▸ WHAT THE TASK REQUIRES: Repeat every line below exactly, word for word.

[Collection entries]
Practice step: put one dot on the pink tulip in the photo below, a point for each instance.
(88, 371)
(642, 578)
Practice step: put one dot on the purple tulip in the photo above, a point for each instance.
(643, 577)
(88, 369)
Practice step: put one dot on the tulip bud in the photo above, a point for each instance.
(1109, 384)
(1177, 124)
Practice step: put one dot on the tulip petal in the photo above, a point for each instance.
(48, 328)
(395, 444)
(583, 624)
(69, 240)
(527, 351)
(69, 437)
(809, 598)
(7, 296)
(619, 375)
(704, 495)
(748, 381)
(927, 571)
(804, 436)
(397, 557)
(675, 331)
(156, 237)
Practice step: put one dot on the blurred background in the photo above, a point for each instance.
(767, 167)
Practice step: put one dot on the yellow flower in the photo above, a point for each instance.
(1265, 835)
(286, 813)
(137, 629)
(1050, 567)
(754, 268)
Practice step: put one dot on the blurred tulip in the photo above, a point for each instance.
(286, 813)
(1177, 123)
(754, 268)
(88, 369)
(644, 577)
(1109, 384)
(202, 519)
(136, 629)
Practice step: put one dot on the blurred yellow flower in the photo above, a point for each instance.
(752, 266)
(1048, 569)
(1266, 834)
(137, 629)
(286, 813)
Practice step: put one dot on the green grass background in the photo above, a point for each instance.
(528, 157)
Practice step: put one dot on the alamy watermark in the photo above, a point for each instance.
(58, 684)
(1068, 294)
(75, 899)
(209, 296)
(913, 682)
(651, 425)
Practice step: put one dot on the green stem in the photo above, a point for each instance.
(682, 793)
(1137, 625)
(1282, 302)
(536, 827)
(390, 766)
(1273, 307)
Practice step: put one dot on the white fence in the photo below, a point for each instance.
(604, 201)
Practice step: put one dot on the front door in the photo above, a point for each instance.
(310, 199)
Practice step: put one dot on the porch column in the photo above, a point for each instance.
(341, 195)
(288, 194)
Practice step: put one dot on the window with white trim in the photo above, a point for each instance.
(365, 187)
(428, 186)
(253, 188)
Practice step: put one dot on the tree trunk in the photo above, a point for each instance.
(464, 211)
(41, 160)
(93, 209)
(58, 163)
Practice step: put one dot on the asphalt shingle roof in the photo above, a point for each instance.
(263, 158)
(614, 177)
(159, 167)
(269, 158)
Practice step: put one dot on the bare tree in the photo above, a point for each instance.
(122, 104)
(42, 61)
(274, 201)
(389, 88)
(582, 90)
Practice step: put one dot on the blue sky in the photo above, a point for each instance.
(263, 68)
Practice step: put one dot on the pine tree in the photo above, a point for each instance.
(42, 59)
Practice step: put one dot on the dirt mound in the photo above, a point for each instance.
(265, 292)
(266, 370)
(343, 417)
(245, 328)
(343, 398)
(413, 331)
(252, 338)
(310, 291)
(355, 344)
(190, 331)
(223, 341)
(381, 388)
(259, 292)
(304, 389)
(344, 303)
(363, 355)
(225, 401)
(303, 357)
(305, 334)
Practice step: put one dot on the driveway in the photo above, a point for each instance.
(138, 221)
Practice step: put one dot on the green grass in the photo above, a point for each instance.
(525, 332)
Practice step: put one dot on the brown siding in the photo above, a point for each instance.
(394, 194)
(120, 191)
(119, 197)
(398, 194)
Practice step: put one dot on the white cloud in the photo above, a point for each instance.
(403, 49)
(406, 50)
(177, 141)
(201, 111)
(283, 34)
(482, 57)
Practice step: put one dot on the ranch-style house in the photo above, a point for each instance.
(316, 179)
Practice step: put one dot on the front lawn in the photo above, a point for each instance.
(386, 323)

▸ WRITTEN ANSWER:
Practice step: put one dot on the pink tulip in the photo below, a point for each instance.
(88, 371)
(642, 578)
Practice step: put one dot on the purple tulip in the photo above, a point for each instance.
(643, 577)
(88, 369)
Practice step: put one dot on the tulip bud in the photo above, a point for each instance.
(1109, 384)
(1177, 124)
Practice step: put one dot on the tulip petal in the photo above, a point for each instance.
(48, 328)
(395, 444)
(583, 624)
(69, 240)
(527, 351)
(69, 437)
(809, 598)
(7, 296)
(619, 375)
(704, 495)
(748, 381)
(927, 571)
(804, 436)
(397, 557)
(675, 331)
(156, 237)
Practice step: put one dot on the blurred background in the photo above, a point for each instance.
(767, 167)
Practice step: put one dot on the yellow flower in the photo above, a point for each instance.
(1265, 835)
(286, 813)
(137, 629)
(1050, 567)
(754, 268)
Practice step: put one dot on the blurred tulip in the photo above, a point for each instance.
(286, 813)
(1177, 123)
(754, 268)
(88, 369)
(644, 577)
(1109, 384)
(202, 519)
(136, 629)
Practice step: put one dot on the blurred yellow flower in the photo above, a point for each instance.
(752, 266)
(1048, 569)
(1266, 834)
(137, 629)
(286, 813)
Practice step: put one dot on the green grass background in the photo above, a point for each instance.
(528, 157)
Practice step: put one dot on the alamy watermark in the photo above, a point for each instance.
(58, 684)
(1068, 294)
(75, 899)
(209, 296)
(913, 682)
(651, 425)
Practice step: put one dot on the green stem in the photo above, a point for each instance.
(682, 793)
(1137, 625)
(1282, 302)
(536, 827)
(390, 766)
(1273, 307)
Practice step: put one dot on the white fence in the photo below, a point for each instance.
(604, 201)
Practice step: put one dot on the front door in the photo above, a point for each instance.
(310, 199)
Practice step: put one dot on the porch column in the photo above, a point for each instance.
(341, 195)
(288, 194)
Practice step: put one dot on the window with white trim in the photo above, a point for each instance.
(365, 187)
(428, 186)
(253, 188)
Practice step: put one dot on the tree trunk in the photo above, a point for each instance.
(464, 211)
(41, 160)
(93, 209)
(58, 163)
Practice step: put one dot on the asphalt shingle roof in the photo above, a point for each instance.
(263, 158)
(614, 177)
(159, 167)
(269, 158)
Practice step: put one dot on the bare tree in the photo above, a point for each instance.
(122, 104)
(42, 61)
(274, 201)
(389, 88)
(582, 90)
Practice step: put one dot on the blue sky in the photo above, a point for each instance.
(263, 68)
Practice step: put one dot on the pine tree in the photo above, a point for each instance.
(42, 59)
Practice step: put one dot on the dirt mound in the photo above, a point for each instance.
(265, 292)
(266, 370)
(343, 417)
(245, 328)
(343, 398)
(413, 331)
(252, 338)
(310, 291)
(355, 344)
(190, 331)
(223, 341)
(381, 388)
(259, 292)
(304, 389)
(344, 303)
(363, 355)
(225, 401)
(303, 357)
(305, 334)
Practice step: put one dot on the driveway in the photo above, a point for each instance.
(138, 221)
Practice step: put one dot on the green grass in the photo above, a point for each instance.
(525, 332)
Practice step: put one dot on the brown siding in the photo above, a point for each instance.
(394, 194)
(120, 191)
(119, 197)
(398, 194)
Practice step: put one dot on the white cloud in the photo above, a point for each instance.
(403, 49)
(406, 50)
(177, 141)
(201, 111)
(283, 34)
(482, 57)
Practice step: put one dot on the ranch-style house in the photo above, a point for each instance.
(316, 179)
Practice step: put one dot on the front lawn in the photo above, a point for each instance.
(386, 323)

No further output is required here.